He Played the Long Game: David Rockefeller's Philanthropy and Legacy

After David Rockefeller’s death on March 20, at the age of 101, the New York Times ran a full-page obituary about his life and career. The article made much of his time at Chase Bank, but gave only passing attention to Rockefeller’s long and varied involvements in philanthropy. It was an odd oversight, given that the last remaining grandson of John D. Rockefeller stands as a key figure in the annals of modern civil society. What’s more, according to those who knew him well, philanthropy “was the thing that gave him the most satisfaction in his life,” as Stephen Heintz put it.

Heintz got to know David Rockefeller over 15 years while running the Rockefeller Brothers Fund—the foundation that David’s generation of Rockefellers created in 1940. He found that for all Rockefeller’s passions—such as business, art, Maine, and New York City—philanthropy was one that he seemed most devoted to. “Philanthropy is a joyful experience,” Rockefeller once told Heintz, adding: “It’s important we use our heads but also follow our hearts.”

Provided records ->
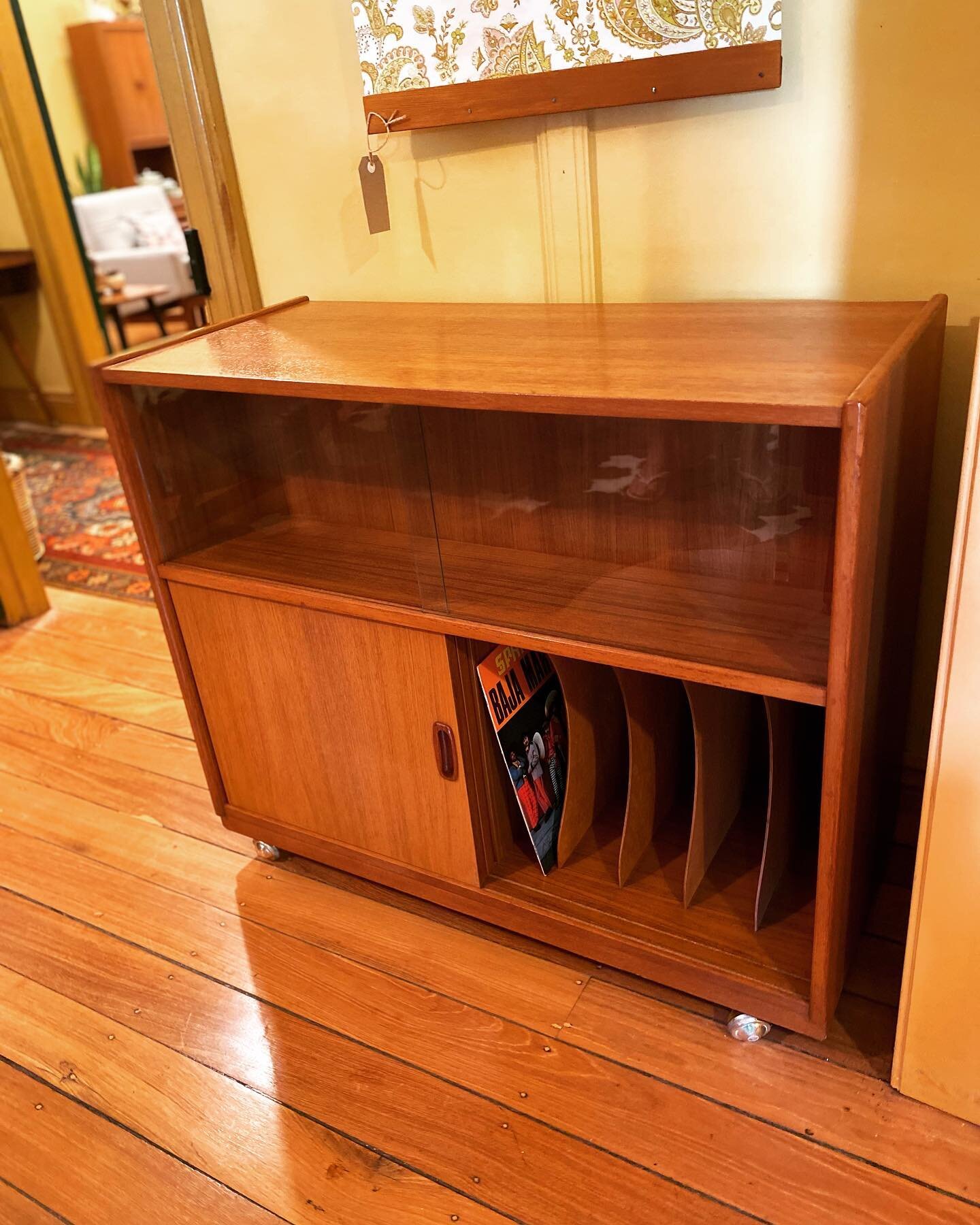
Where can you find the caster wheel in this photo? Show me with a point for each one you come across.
(745, 1028)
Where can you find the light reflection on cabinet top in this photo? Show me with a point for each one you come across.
(777, 361)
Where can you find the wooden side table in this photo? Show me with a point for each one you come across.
(18, 276)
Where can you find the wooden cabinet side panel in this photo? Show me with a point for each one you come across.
(129, 448)
(886, 453)
(325, 723)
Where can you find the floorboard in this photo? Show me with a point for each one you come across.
(110, 740)
(39, 1125)
(249, 1041)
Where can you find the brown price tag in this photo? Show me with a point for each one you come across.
(375, 194)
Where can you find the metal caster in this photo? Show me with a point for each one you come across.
(745, 1028)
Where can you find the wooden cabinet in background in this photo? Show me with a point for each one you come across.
(710, 516)
(120, 98)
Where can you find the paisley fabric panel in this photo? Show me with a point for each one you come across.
(408, 46)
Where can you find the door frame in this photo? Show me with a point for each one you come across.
(936, 1059)
(37, 189)
(202, 152)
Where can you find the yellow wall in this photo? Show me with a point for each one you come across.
(858, 179)
(29, 318)
(46, 22)
(937, 1047)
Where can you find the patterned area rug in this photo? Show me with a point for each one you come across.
(88, 536)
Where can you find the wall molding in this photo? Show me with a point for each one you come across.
(570, 246)
(37, 189)
(202, 151)
(20, 404)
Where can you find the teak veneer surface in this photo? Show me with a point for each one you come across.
(771, 632)
(791, 361)
(137, 955)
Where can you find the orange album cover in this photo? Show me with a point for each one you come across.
(526, 706)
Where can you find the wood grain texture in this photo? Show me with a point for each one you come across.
(471, 1007)
(110, 698)
(597, 750)
(118, 91)
(38, 1126)
(463, 1143)
(885, 463)
(662, 79)
(231, 1132)
(832, 1105)
(112, 740)
(782, 723)
(655, 710)
(588, 920)
(491, 977)
(130, 789)
(736, 361)
(301, 729)
(722, 742)
(75, 655)
(704, 542)
(71, 615)
(702, 670)
(609, 1102)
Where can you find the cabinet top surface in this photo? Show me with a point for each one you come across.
(791, 361)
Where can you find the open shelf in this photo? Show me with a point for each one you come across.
(771, 640)
(753, 627)
(683, 872)
(368, 564)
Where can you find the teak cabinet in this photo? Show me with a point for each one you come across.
(710, 517)
(120, 97)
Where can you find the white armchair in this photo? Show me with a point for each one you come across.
(134, 231)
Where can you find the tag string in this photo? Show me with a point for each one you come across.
(393, 118)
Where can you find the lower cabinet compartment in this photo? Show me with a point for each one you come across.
(689, 838)
(696, 855)
(335, 727)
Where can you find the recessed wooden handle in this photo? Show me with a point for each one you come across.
(445, 747)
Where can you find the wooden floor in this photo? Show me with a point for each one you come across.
(188, 1034)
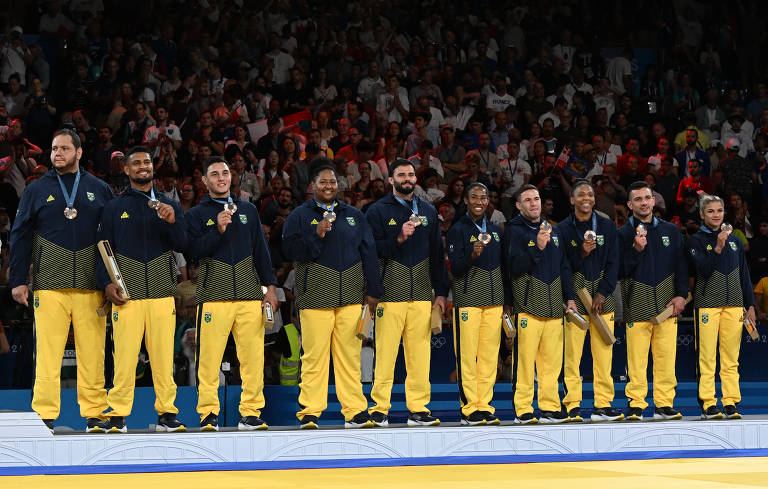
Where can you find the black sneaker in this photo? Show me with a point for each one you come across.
(116, 425)
(635, 414)
(526, 418)
(607, 414)
(308, 422)
(474, 419)
(666, 413)
(167, 423)
(360, 420)
(574, 415)
(251, 423)
(422, 419)
(96, 425)
(711, 413)
(379, 419)
(731, 413)
(553, 417)
(210, 423)
(490, 419)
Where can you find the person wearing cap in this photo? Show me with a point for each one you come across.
(480, 291)
(413, 265)
(55, 230)
(692, 151)
(654, 275)
(144, 228)
(235, 265)
(542, 286)
(336, 272)
(735, 175)
(696, 182)
(592, 248)
(722, 295)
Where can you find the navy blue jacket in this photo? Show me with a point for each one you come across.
(541, 280)
(412, 268)
(599, 271)
(652, 277)
(337, 270)
(479, 282)
(721, 280)
(143, 244)
(233, 265)
(62, 250)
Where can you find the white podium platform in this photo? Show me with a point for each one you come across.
(26, 443)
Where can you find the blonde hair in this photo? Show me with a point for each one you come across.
(706, 199)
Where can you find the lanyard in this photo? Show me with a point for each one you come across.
(70, 198)
(328, 207)
(479, 228)
(517, 162)
(485, 160)
(414, 208)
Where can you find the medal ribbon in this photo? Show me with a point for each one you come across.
(414, 208)
(70, 198)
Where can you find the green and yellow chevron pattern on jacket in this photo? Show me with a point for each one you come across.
(580, 282)
(320, 287)
(479, 288)
(719, 290)
(536, 297)
(59, 268)
(642, 301)
(402, 283)
(219, 281)
(152, 280)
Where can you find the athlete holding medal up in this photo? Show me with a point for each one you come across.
(479, 292)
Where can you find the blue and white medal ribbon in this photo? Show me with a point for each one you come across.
(70, 212)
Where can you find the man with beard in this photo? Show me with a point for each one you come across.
(229, 242)
(409, 245)
(56, 223)
(144, 228)
(654, 275)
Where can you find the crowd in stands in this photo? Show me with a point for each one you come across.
(504, 93)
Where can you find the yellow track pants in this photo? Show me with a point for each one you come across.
(661, 339)
(215, 320)
(155, 321)
(326, 332)
(54, 311)
(723, 325)
(539, 347)
(602, 359)
(409, 321)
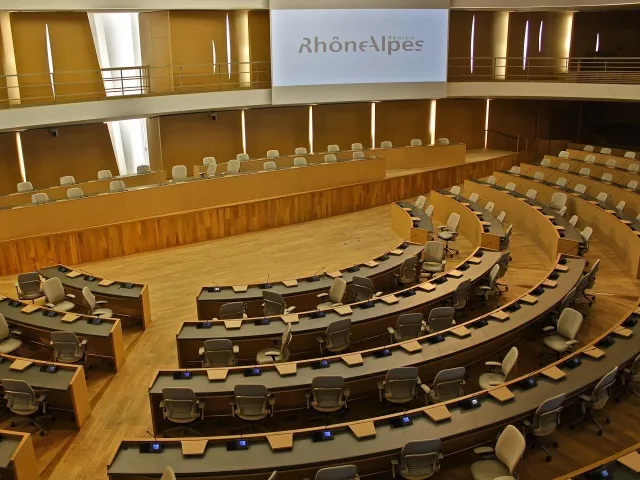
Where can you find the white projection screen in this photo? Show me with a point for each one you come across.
(334, 51)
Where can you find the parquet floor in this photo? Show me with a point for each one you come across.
(119, 402)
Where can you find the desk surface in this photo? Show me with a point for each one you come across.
(373, 366)
(346, 448)
(307, 324)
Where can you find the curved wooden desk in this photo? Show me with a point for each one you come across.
(464, 344)
(521, 212)
(66, 388)
(369, 323)
(607, 228)
(103, 341)
(372, 443)
(17, 456)
(128, 300)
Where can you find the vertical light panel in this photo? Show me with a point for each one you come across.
(525, 45)
(23, 173)
(244, 132)
(49, 58)
(432, 123)
(473, 39)
(540, 36)
(486, 122)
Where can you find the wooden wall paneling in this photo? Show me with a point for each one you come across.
(276, 128)
(187, 139)
(193, 35)
(461, 121)
(341, 124)
(9, 163)
(400, 122)
(150, 234)
(79, 150)
(260, 46)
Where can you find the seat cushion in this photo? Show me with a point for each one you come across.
(556, 342)
(486, 378)
(10, 345)
(488, 470)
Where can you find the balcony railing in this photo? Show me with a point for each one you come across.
(614, 70)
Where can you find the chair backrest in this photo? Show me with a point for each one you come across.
(328, 392)
(53, 290)
(25, 187)
(408, 326)
(233, 167)
(569, 323)
(401, 383)
(218, 352)
(343, 472)
(272, 303)
(117, 186)
(19, 394)
(440, 318)
(251, 399)
(421, 458)
(75, 192)
(39, 198)
(67, 180)
(547, 417)
(179, 172)
(510, 447)
(232, 310)
(29, 283)
(338, 334)
(433, 251)
(420, 202)
(104, 175)
(180, 404)
(337, 290)
(362, 288)
(448, 383)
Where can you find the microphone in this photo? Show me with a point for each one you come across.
(315, 277)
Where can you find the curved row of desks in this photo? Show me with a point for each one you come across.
(126, 299)
(464, 344)
(607, 227)
(104, 340)
(369, 320)
(66, 388)
(371, 444)
(303, 292)
(550, 230)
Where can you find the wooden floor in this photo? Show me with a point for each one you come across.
(120, 402)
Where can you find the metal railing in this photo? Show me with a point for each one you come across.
(616, 70)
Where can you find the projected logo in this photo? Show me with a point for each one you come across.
(384, 44)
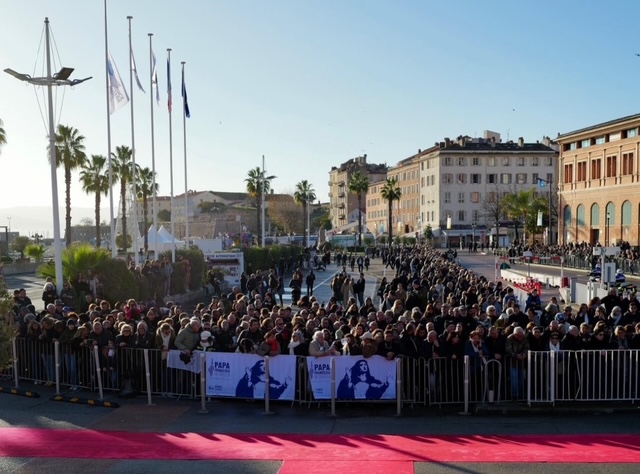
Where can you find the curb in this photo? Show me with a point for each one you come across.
(84, 401)
(17, 391)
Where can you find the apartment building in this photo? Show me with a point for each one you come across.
(599, 174)
(406, 215)
(343, 208)
(377, 208)
(459, 179)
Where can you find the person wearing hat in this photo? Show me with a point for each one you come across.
(49, 294)
(319, 347)
(69, 346)
(369, 345)
(207, 342)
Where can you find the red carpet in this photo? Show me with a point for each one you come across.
(371, 454)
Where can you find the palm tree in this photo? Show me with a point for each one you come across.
(95, 180)
(391, 192)
(121, 166)
(257, 185)
(303, 195)
(522, 205)
(70, 154)
(145, 188)
(358, 184)
(3, 136)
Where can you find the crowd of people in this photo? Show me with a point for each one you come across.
(429, 308)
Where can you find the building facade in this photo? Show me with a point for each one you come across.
(599, 175)
(461, 179)
(342, 202)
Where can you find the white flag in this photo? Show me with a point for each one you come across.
(135, 71)
(118, 96)
(154, 78)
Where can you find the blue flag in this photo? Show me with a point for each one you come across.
(169, 103)
(185, 102)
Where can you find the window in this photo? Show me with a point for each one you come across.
(612, 162)
(626, 213)
(596, 168)
(568, 174)
(627, 163)
(582, 171)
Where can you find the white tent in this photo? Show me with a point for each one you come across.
(165, 240)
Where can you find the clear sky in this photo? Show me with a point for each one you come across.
(310, 84)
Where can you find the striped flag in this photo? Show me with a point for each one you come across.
(154, 78)
(185, 102)
(169, 103)
(118, 96)
(135, 71)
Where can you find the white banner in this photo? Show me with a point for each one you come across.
(243, 376)
(192, 363)
(357, 378)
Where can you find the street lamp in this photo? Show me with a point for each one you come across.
(61, 78)
(542, 183)
(473, 239)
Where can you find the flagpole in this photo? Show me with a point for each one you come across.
(173, 228)
(152, 68)
(134, 204)
(114, 247)
(184, 144)
(262, 178)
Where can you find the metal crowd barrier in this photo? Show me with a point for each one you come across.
(543, 377)
(601, 375)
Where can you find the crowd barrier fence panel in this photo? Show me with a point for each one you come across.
(544, 377)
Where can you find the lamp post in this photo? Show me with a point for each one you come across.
(473, 238)
(61, 78)
(542, 183)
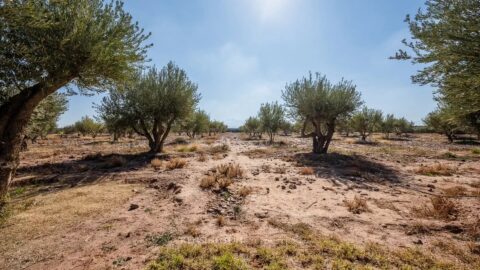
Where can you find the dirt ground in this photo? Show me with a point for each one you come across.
(87, 203)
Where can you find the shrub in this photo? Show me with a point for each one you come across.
(217, 149)
(176, 163)
(245, 191)
(229, 170)
(438, 169)
(455, 191)
(228, 262)
(306, 171)
(440, 208)
(159, 239)
(156, 163)
(208, 182)
(192, 230)
(202, 157)
(224, 183)
(188, 148)
(357, 206)
(220, 221)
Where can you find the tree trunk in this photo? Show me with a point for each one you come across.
(449, 137)
(322, 142)
(14, 117)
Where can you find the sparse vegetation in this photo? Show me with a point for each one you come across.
(358, 205)
(306, 171)
(438, 169)
(176, 163)
(440, 208)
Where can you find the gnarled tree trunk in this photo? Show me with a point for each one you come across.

Explore the material ->
a – Answer these questions from the text on David Rockefeller's philanthropy, one line each.
(i) On what date did Rockefeller die, and at what age?
(ii) What part of his career did the New York Times obituary make much of?
(iii) In what year was the Rockefeller Brothers Fund created?
b – Summarize the text on David Rockefeller's philanthropy in two sentences.
c – Extend the text on David Rockefeller's philanthropy, starting after its last sentence.

Task-by-task answers ->
a –
(i) March 20, at the age of 101.
(ii) His time at Chase Bank.
(iii) 1940.

b – The New York Times obituary of David Rockefeller, who died at 101, dwelt on his years at Chase Bank and gave only passing attention to his philanthropy, an odd oversight given his place in modern civil society. Stephen Heintz, who ran the Rockefeller Brothers Fund and knew him for 15 years, found philanthropy to be the passion Rockefeller seemed most devoted to, one that gave him the most satisfaction in his life.

c –
Rockefeller was known to make the same point to others about giving—that it should not be seen as a scientific endeavor. While he was plenty strategic, he wasn’t the kind of metric-hungry funder that’s become familiar today. Nor was he a micromanager who kept nonprofits on a short leash with program grants. “He gave unrestricted funding,” says Marnie Pillsbury, who worked closely with Rockefeller on his philanthropy for 27 years. “When he believed in an institution, he never tried to use his funds in ways that were controlling.”

Rockefeller was also a big believer in “patient capital,” says Pillsbury. He recognized that institutions took years to build, and that systemic problems could take decades to solve. He was the kind of funder who was in for the long haul. And he worked hard at philanthropy. “David went to the meeting, and stayed at the meeting,” says Pillsbury. “He showed up prepared. He did the reading.”

Rockefeller dedicated almost $2 billion to philanthropy, including bequests from his estate. Even these impressive numbers, though, don’t capture his large footprint in postwar civil society, including the most rarefied precincts of the nonprofit sector.

A Philanthropic Dynasty

Born in 1915, he was part of America’s most famous philanthropic family, and had a front row seat to some of the greatest hits of Rockefeller giving over the decades—as his father, John D. Rockefeller, Jr., built on the legacy that his father had created, after retiring from Standard Oil as one of the richest men in America.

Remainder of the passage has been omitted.